Questions on the material:
- 1) List every court case cited in the paragraph of the court opinion excerpt that begins "The record is somewhat confused," giving each case name as it appears.
- 2) Copy the part of the court opinion excerpt word for word, starting at "Wife replies that no" and ending at "was correctly thwarted.".

Document extract:
Wife replies that the question was within the broad scope of cross-examination, and regardless, no prejudice could have resulted from the answer.

Second, Husband claims that he was improperly denied the opportunity to impeach Albin, because he was prevented from testing her capacity for observation.

Wife replies that no foundation was established for the question posed by Husband about the football game, and that such a question was totally immaterial to the substance of her testimony.

Third, Husband claims that it was an abuse of discretion not to allow him to testify regarding medical reports and other hearsay evidence about his Wife's medical condition because he qualified as an expert witness.

Wife replies that Husband had never been her examining physician and had no right to examine the medical evidence he sought to evaluate. His attempt to merely insert hearsay evidence into the matter by claims he was an expert was correctly thwarted.

*173 CONCLUSION The trial court did not commit reversible error in its treatment of this evidence.

In the discussion of this issue it should be remembered that the trial judge has considerable latitude in the admission or rejection of evidence. State v. Lee et al (1949), 227 Ind. 25, 83 N.E.2d 778.


Although as a general rule, it is impermissible for a person to speculate about the thought processes of another person, Clay v. State (1976), Ind., 346 N.E.2d 574; Gayer v. State (1965), 247 Ind. 113, 210 N.E.2d 852, before an error in the admission or rejection of evidence may justify reversal, the error must relate to a material matter or be of a character to substantially affect the rights of the parties. Swallow Coach Lines, Inc. v. Cosgrove (1938), 214 Ind. 532, 15 N.E.2d 92.

Here Dr. Pearce's answer that "it was possible" Husband preferred his participation in the case because of past contacts between them, was evident from other evidence in the record and could hardly have substantially affected Husband's rights. Also Dr. Pearce testified that his participation was more likely requested because of his specialization in the particular aspect of psychology involved in this case.

We find no reversible error here.


The scope of cross-examination of a witness is broad and its limits lie within the discretion of the trial court. Merry v. State (1975), Ind. App., 335 N.E.2d 249. Even if discretion is abused, we will reverse only if there "was an erroneous exclusion of evidence vital to the appellant's case; . ." Auto-Teria, Inc. v. Ahern (1976), Ind. App., 352 N.E.2d 774, 784.

Although Husband claims his question would have assessed Albin's capacity of observation, a question as to when Wife last attended one of Ken's football games was somewhat peripheral, not vital, to the ultimate custody issue.


The record is somewhat confused as to whether the evidence was offered by Dr. Lovko as an expert or whether he was merely testifying as to matters which had occurred to the Wife. If the objection was that he was attempting to testify to matters which he had no first-hand knowledge, then the trial court properly restricted Dr. Lovko's testimony to those matters which he had direct knowledge.[5] If, however, he was trying to use Dr. Lovko as an expert witness, the trial court possesses wide discretion in determining if a witness is qualified to testify as an expert, Snow v. Cannelton Sewer Pipe Company (1965), 138 Ind. App. 119, 210 N.E.2d 118, and its ruling will be set aside only if there is a manifest abuse of that discretion. State v. Vaughan (1962), 243 Ind. 221, 184 N.E.2d 143; Linton-Summit Coal Co. v. Hutchison (1953), 232 Ind. 369, 111 N.E.2d 819; Northern Indiana Public Service Company v. Otis (1969), 145 Ind. App. 159, 250 N.E.2d 378.

Given data:
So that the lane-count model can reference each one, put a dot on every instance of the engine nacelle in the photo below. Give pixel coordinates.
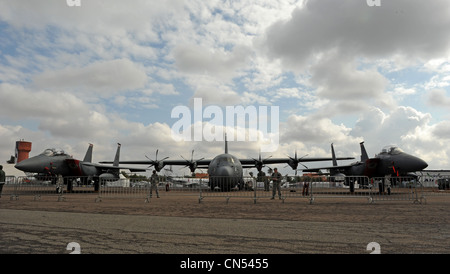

Answers to each task:
- 1)
Snow v. Cannelton Sewer Pipe Company
State v. Vaughan
Linton-Summit Coal Co. v. Hutchison
Northern Indiana Public Service Company v. Otis

- 2)
Wife replies that no foundation was established for the question posed by Husband about the football game, and that such a question was totally immaterial to the substance of her testimony.

Third, Husband claims that it was an abuse of discretion not to allow him to testify regarding medical reports and other hearsay evidence about his Wife's medical condition because he qualified as an expert witness.

Wife replies that Husband had never been her examining physician and had no right to examine the medical evidence he sought to evaluate. His attempt to merely insert hearsay evidence into the matter by claims he was an expert was correctly thwarted.